From the listing that follows, extract every line and set it down unaltered.

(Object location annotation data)

-- START --

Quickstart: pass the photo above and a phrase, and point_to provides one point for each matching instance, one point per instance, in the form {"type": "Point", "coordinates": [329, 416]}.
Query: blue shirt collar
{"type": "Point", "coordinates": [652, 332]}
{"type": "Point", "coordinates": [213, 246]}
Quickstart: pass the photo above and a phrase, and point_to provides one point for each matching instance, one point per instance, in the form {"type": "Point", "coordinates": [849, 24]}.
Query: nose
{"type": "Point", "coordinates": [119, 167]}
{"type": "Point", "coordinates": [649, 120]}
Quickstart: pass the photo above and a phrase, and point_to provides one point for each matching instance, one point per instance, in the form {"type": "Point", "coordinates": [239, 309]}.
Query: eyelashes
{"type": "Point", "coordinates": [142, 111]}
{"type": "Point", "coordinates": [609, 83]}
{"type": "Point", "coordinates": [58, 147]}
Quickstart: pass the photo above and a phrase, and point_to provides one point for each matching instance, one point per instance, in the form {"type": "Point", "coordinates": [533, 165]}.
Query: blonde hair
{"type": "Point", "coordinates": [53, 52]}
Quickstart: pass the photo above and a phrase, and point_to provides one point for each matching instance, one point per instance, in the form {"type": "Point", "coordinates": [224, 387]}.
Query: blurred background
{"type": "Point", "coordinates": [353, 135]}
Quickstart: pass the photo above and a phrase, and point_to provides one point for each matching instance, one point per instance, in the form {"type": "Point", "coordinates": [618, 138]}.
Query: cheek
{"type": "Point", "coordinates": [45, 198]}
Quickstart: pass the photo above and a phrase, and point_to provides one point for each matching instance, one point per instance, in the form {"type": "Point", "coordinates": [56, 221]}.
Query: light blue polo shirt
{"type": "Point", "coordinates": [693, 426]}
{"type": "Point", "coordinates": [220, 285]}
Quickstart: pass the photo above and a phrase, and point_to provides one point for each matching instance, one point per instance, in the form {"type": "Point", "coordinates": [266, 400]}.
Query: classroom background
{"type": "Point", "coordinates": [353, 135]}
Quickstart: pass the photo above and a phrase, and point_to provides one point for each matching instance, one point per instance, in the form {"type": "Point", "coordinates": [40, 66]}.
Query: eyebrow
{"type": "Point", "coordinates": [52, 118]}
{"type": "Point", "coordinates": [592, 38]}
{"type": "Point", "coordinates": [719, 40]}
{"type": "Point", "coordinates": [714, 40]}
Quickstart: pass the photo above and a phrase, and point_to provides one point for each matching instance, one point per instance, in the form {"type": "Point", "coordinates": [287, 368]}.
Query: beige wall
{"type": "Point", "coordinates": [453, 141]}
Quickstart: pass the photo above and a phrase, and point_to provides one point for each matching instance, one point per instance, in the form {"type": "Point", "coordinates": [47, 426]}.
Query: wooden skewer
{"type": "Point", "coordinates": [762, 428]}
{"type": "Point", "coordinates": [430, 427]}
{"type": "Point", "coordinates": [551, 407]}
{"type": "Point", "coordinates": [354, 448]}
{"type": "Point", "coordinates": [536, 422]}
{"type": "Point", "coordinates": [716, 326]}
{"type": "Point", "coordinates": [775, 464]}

-- END --

# Written response:
Quickstart: pass the photo above and a phrase, and point_to provides one point for each matching instance, one point per instance, in the form {"type": "Point", "coordinates": [329, 416]}.
Query: blue shirt collar
{"type": "Point", "coordinates": [652, 332]}
{"type": "Point", "coordinates": [213, 246]}
Quickstart: pass the photo above and a phrase, and point_to provides one point for each matching instance, one point per instance, in the form {"type": "Point", "coordinates": [849, 24]}.
Query: nose
{"type": "Point", "coordinates": [119, 167]}
{"type": "Point", "coordinates": [649, 120]}
Quickstart: pass the photo above and a phrase, and point_to provides one point for each matching instance, one point per instance, in the form {"type": "Point", "coordinates": [239, 309]}.
Query: eyelashes
{"type": "Point", "coordinates": [142, 111]}
{"type": "Point", "coordinates": [609, 83]}
{"type": "Point", "coordinates": [58, 147]}
Quickstart: pass the photo above and a phrase, and point_to provides one point for each matching instance, one point per instance, in the form {"type": "Point", "coordinates": [533, 165]}.
Query: blonde hair
{"type": "Point", "coordinates": [53, 52]}
Quickstart: pass the photo above and a phrase, and point_to provides one point for each matching instance, one point per instance, in the form {"type": "Point", "coordinates": [224, 387]}.
Query: blurred background
{"type": "Point", "coordinates": [353, 135]}
Quickstart: pass the photo above and a phrase, and point_to provides one point for each matching instance, one point per instance, in the form {"type": "Point", "coordinates": [618, 138]}.
Query: cheek
{"type": "Point", "coordinates": [45, 198]}
Quickstart: pass the photo above and a phrase, and point_to provides one point for each matching instance, one point per instance, in the form {"type": "Point", "coordinates": [56, 221]}.
Query: light blue polo shirt
{"type": "Point", "coordinates": [693, 426]}
{"type": "Point", "coordinates": [220, 285]}
Quickstart: pass the photo above and a phrase, and point_to provides one point for each matching instance, one point per instance, in the form {"type": "Point", "coordinates": [266, 400]}.
Query: classroom background
{"type": "Point", "coordinates": [353, 135]}
Quickstart: pass the photo above and a phrase, and point_to provides one point for each matching instance, one point per instance, in the form {"type": "Point", "coordinates": [40, 66]}.
Query: eyebrow
{"type": "Point", "coordinates": [52, 118]}
{"type": "Point", "coordinates": [592, 38]}
{"type": "Point", "coordinates": [719, 40]}
{"type": "Point", "coordinates": [714, 40]}
Quickstart: pass the photo above and a phrase, and point_to provides one point for each matching instance, one point per instance, in the form {"type": "Point", "coordinates": [287, 368]}.
Query: beige wall
{"type": "Point", "coordinates": [453, 141]}
Quickstart: pass the photo above and a phrase, and point_to provides one point for each matching instance, one point per instance, in the form {"type": "Point", "coordinates": [47, 426]}.
Query: wooden skewer
{"type": "Point", "coordinates": [762, 428]}
{"type": "Point", "coordinates": [430, 427]}
{"type": "Point", "coordinates": [551, 407]}
{"type": "Point", "coordinates": [354, 448]}
{"type": "Point", "coordinates": [536, 422]}
{"type": "Point", "coordinates": [716, 326]}
{"type": "Point", "coordinates": [775, 464]}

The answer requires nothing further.